# Problem
Copy the material from the line with "of the tall" through its end, substituting "pin" for every "marker" and leaving everything else as it is.

# Records to use
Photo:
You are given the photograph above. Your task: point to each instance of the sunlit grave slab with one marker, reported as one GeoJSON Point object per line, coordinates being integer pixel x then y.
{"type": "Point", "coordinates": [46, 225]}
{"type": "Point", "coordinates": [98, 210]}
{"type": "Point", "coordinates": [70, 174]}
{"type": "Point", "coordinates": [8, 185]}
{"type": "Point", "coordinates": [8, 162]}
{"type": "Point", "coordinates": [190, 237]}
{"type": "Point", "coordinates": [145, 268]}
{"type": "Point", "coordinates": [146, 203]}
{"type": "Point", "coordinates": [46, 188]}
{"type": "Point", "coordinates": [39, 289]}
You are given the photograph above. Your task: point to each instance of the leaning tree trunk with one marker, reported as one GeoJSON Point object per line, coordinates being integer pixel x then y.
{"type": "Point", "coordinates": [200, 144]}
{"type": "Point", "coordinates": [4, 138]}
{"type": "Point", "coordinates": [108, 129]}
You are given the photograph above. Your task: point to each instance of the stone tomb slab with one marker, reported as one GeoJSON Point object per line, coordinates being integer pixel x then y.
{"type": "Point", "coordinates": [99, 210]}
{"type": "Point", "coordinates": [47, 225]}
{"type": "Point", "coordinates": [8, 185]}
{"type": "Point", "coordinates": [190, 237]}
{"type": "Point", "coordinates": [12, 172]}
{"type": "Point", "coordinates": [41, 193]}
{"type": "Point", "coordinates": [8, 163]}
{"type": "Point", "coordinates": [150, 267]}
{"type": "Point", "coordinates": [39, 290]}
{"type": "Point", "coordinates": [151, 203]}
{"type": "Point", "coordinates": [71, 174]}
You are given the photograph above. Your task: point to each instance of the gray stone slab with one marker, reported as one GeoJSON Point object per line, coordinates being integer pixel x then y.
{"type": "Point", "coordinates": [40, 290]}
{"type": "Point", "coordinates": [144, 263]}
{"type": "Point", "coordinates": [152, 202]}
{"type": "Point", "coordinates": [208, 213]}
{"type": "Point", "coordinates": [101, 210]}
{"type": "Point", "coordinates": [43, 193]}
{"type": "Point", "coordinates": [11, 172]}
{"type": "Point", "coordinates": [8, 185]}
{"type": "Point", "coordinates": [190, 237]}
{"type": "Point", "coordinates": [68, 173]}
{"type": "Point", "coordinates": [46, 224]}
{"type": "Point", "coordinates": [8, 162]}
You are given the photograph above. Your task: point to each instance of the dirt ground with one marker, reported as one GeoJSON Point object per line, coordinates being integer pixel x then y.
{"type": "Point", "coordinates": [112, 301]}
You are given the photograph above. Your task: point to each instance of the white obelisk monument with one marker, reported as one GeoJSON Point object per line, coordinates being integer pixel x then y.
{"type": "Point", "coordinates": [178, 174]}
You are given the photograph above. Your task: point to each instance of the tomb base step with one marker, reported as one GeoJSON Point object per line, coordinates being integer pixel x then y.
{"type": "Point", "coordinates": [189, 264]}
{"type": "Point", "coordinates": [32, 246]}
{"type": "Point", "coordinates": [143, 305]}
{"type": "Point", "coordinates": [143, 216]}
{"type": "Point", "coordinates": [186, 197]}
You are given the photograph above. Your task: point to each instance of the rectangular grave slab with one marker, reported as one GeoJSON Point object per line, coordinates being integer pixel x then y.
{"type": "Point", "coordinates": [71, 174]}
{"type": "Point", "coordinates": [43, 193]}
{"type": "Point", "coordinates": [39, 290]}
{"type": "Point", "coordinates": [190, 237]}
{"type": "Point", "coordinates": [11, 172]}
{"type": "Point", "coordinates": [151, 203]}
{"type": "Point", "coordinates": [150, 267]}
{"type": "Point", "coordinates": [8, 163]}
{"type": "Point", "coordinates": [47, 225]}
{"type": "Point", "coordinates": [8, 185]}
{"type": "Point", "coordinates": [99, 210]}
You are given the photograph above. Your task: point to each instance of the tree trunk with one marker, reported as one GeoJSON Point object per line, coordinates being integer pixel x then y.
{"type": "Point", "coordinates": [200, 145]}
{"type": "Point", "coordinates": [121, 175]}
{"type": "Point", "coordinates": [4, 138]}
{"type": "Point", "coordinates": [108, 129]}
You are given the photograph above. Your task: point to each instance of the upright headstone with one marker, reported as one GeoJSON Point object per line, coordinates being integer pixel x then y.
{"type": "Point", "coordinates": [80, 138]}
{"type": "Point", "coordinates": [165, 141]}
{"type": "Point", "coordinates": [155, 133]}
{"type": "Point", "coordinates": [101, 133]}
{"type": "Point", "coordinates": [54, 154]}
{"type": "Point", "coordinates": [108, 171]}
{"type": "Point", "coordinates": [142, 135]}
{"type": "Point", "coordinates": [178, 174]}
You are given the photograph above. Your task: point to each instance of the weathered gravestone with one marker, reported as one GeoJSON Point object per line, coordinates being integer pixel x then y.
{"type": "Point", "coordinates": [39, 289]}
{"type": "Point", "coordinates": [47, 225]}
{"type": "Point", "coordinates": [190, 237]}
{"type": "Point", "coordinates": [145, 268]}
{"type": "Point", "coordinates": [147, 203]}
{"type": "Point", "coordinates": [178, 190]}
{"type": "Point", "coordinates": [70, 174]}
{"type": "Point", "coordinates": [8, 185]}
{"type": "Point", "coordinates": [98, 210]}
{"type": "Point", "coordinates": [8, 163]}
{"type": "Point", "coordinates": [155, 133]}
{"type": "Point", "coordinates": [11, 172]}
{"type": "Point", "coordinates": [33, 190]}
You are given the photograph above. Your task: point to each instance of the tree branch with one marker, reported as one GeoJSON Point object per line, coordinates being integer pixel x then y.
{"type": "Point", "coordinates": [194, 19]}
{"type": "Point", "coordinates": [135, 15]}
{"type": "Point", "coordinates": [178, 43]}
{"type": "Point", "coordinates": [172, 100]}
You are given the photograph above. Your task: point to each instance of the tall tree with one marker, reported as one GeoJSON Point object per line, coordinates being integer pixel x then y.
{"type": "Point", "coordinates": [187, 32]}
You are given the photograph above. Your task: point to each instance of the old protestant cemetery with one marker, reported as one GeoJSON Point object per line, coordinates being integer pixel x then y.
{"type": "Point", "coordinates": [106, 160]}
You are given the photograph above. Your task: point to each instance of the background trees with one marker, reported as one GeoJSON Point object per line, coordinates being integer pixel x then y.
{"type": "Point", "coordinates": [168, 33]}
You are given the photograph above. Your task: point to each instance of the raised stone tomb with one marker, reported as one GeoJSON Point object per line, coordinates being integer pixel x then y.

# Solved problem
You are given the photograph above. Your task: point to each instance of the tall tree with one pin, reported as one GeoJSON Point object per line, coordinates being integer pixel x then y.
{"type": "Point", "coordinates": [187, 32]}
You are given the photograph above. Your task: point to each instance of the old protestant cemetery with one pin, reported as one GeoJSON Point object per line, coordinates being integer pixel x then y.
{"type": "Point", "coordinates": [106, 160]}
You are given the photograph above. Your task: point to each instance of the background trees with one pin, reported as one GeoJSON Point object per line, coordinates being integer pixel x then y.
{"type": "Point", "coordinates": [168, 33]}
You are given the photograph above. Your task: point to each instance of the raised stone tomb with one pin, reported as one GeoJSON Point object per line, coordinates being integer pixel x then y.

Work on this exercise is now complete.